— START Data section —

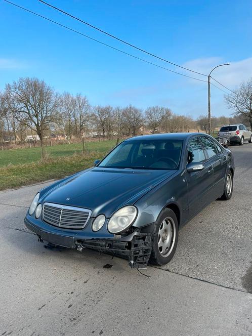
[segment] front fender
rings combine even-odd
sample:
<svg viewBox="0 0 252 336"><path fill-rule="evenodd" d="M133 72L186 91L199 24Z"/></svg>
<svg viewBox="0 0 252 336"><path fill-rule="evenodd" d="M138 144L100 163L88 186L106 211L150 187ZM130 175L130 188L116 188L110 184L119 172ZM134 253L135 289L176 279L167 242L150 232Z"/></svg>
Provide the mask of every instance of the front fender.
<svg viewBox="0 0 252 336"><path fill-rule="evenodd" d="M180 223L187 220L187 185L184 172L178 171L172 178L152 189L135 203L139 216L133 225L141 227L154 223L163 209L175 204L180 214Z"/></svg>

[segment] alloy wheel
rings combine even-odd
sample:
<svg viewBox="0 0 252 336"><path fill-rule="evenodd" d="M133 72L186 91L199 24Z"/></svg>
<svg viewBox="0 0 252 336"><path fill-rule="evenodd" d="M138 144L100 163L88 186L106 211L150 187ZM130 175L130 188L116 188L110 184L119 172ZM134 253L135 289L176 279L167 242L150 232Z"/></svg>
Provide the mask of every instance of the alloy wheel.
<svg viewBox="0 0 252 336"><path fill-rule="evenodd" d="M227 181L226 182L226 189L227 190L227 194L228 196L230 195L232 192L233 181L232 180L232 177L230 174L228 174L227 176Z"/></svg>
<svg viewBox="0 0 252 336"><path fill-rule="evenodd" d="M176 238L176 227L171 217L166 217L161 223L157 236L157 244L162 257L167 257L173 250Z"/></svg>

— END Data section —

Request
Rewrite all of the data with every instance of "front fender" changed to "rear fender" and everything else left unchanged, omitting the pictures.

Written answer
[segment] rear fender
rings combine even-odd
sample:
<svg viewBox="0 0 252 336"><path fill-rule="evenodd" d="M133 72L186 91L199 24Z"/></svg>
<svg viewBox="0 0 252 336"><path fill-rule="evenodd" d="M138 144L100 163L88 186L106 211L150 187ZM130 175L130 188L116 188L110 184L119 172ZM134 253L135 289L176 279L167 242L150 232Z"/></svg>
Provide the mask of every instance of the rear fender.
<svg viewBox="0 0 252 336"><path fill-rule="evenodd" d="M180 223L187 220L187 185L184 172L178 171L172 178L152 189L135 203L139 216L133 225L141 227L154 223L163 209L175 204L180 214Z"/></svg>

[segment] alloy wheel
rings combine even-odd
sample:
<svg viewBox="0 0 252 336"><path fill-rule="evenodd" d="M133 72L186 91L199 24Z"/></svg>
<svg viewBox="0 0 252 336"><path fill-rule="evenodd" d="M138 144L100 163L88 186L106 211L150 187ZM130 175L130 188L116 188L110 184L119 172ZM134 253L135 289L176 279L167 242L150 232Z"/></svg>
Provide the mask of every instance of the alloy wheel.
<svg viewBox="0 0 252 336"><path fill-rule="evenodd" d="M227 181L226 182L226 189L227 190L227 194L228 196L230 195L232 192L233 181L232 180L232 177L230 174L228 174L227 176Z"/></svg>
<svg viewBox="0 0 252 336"><path fill-rule="evenodd" d="M176 238L176 227L171 217L166 217L161 223L157 236L157 244L162 257L167 257L173 250Z"/></svg>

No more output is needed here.